:: Available records ::

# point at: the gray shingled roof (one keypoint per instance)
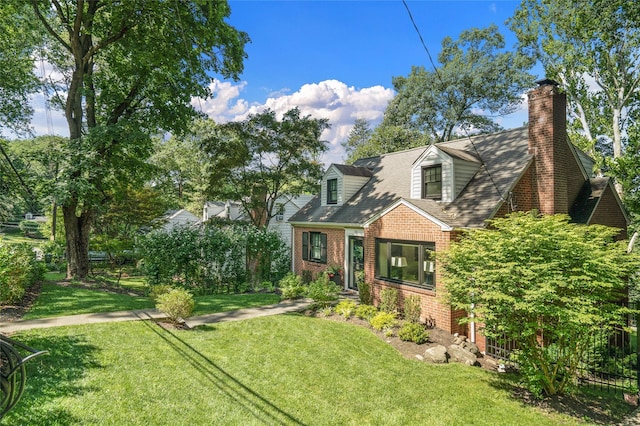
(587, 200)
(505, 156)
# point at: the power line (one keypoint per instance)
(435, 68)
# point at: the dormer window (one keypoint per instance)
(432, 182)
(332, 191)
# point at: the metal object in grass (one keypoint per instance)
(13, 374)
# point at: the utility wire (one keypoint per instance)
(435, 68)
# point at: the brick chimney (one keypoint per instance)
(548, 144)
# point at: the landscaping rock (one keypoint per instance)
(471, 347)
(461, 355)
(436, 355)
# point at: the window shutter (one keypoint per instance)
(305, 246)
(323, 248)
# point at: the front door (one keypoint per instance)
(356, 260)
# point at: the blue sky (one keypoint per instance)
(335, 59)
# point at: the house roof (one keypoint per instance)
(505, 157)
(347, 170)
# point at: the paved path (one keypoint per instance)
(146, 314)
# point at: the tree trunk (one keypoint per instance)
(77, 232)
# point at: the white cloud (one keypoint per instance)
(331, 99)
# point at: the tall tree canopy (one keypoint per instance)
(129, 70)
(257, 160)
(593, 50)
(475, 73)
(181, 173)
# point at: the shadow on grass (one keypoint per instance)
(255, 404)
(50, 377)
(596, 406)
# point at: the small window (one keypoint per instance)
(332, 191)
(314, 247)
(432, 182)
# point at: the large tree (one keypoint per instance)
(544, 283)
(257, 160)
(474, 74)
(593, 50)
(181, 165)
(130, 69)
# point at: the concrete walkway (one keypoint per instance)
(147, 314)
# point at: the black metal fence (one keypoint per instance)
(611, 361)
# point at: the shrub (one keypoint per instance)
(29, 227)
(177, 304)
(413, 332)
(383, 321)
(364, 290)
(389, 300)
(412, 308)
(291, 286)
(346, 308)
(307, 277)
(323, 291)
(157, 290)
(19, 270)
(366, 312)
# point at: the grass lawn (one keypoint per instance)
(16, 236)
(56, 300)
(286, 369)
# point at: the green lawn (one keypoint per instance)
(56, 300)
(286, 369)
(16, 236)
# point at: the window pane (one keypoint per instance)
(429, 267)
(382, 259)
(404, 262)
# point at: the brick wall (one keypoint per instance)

:::
:: Available records ::

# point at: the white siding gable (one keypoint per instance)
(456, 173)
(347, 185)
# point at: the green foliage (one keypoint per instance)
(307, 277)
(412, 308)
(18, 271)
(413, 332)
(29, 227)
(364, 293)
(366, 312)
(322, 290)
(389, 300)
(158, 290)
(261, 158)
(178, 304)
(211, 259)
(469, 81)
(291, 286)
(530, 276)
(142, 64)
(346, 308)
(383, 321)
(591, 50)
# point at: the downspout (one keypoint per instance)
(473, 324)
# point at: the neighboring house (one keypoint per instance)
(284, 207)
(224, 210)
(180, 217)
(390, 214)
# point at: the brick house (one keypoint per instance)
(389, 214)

:::
:: Available records ::

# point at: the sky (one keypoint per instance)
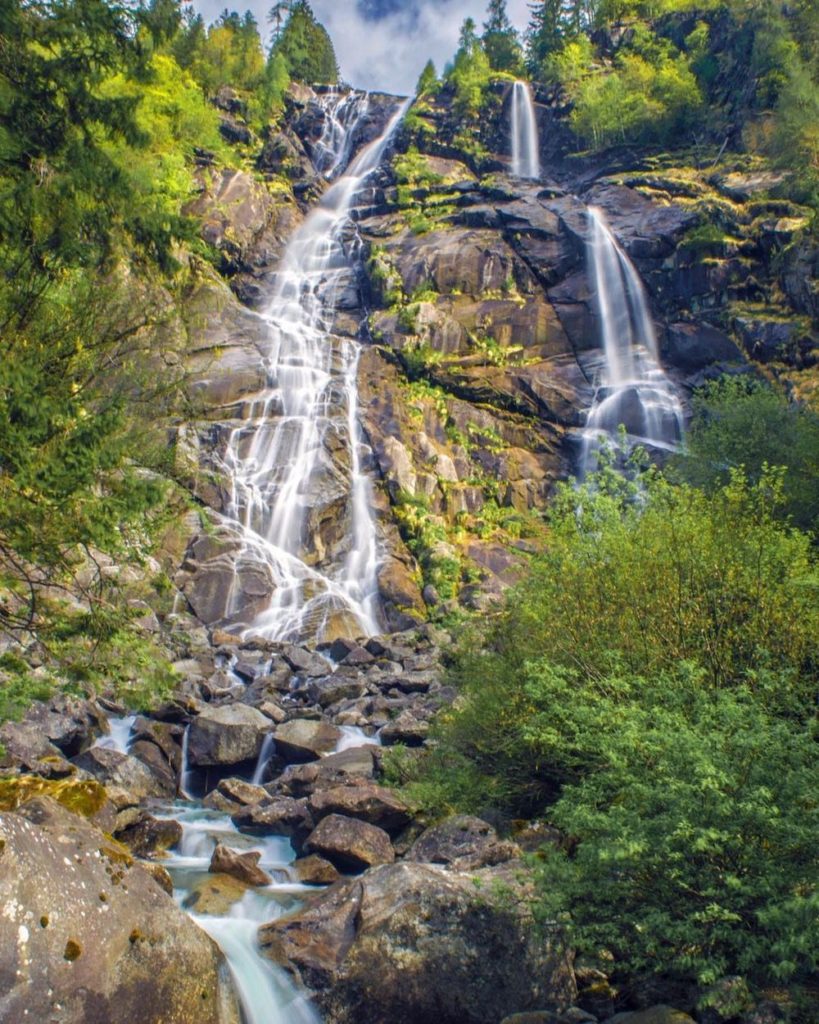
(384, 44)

:::

▶ What needs to be done:
Copy the entries above word for word, starting at the line that contains "# point at: the brick chimney" and stopping after the line that contains "# point at: the brick wall". Include both of those lines.

▶ Written response:
# point at: the brick chimney (one keypoint per instance)
(548, 144)
# point at: the landscaping rock (one keypoint per instance)
(471, 347)
(461, 355)
(436, 355)
# point at: the window shutter (one keypoint per instance)
(305, 246)
(323, 248)
# point at: the front door (one keypoint per instance)
(356, 260)
# point at: the blue sky (one keypoint per instance)
(335, 59)
# point at: the house roof (one keypoint per instance)
(505, 157)
(347, 170)
# point at: the paved path (one keypoint per instance)
(146, 314)
# point at: the tree trunk (one keypoint per instance)
(77, 232)
# point at: the white cloud (one keypoint per instance)
(331, 99)
# point at: the tall tree canopy (one keypoint per instance)
(129, 70)
(257, 160)
(593, 50)
(475, 73)
(181, 173)
# point at: the shadow on grass (one keypoint per instance)
(255, 404)
(50, 377)
(596, 406)
# point at: the small window (one keypoint per instance)
(332, 191)
(314, 247)
(432, 182)
# point at: the large tree (one keypoint per instance)
(544, 283)
(257, 160)
(474, 74)
(593, 50)
(181, 165)
(130, 69)
# point at: the concrete walkway (one keypoint per instance)
(147, 314)
# point at: the black metal fence (one keypoint per instance)
(611, 361)
# point at: the shrub (one keypoint per instance)
(29, 227)
(177, 304)
(413, 332)
(383, 321)
(364, 290)
(389, 300)
(412, 308)
(291, 286)
(346, 308)
(307, 277)
(323, 291)
(157, 290)
(19, 270)
(366, 312)
# point at: the grass lawn (one keypoint per instance)
(16, 236)
(56, 300)
(286, 369)
# point at: the green lawn (one keypoint per instance)
(56, 300)
(286, 369)
(16, 236)
# point at: the window pane (one keypoint per instance)
(429, 267)
(382, 259)
(404, 262)
# point at: the brick wall (one keypoint per instance)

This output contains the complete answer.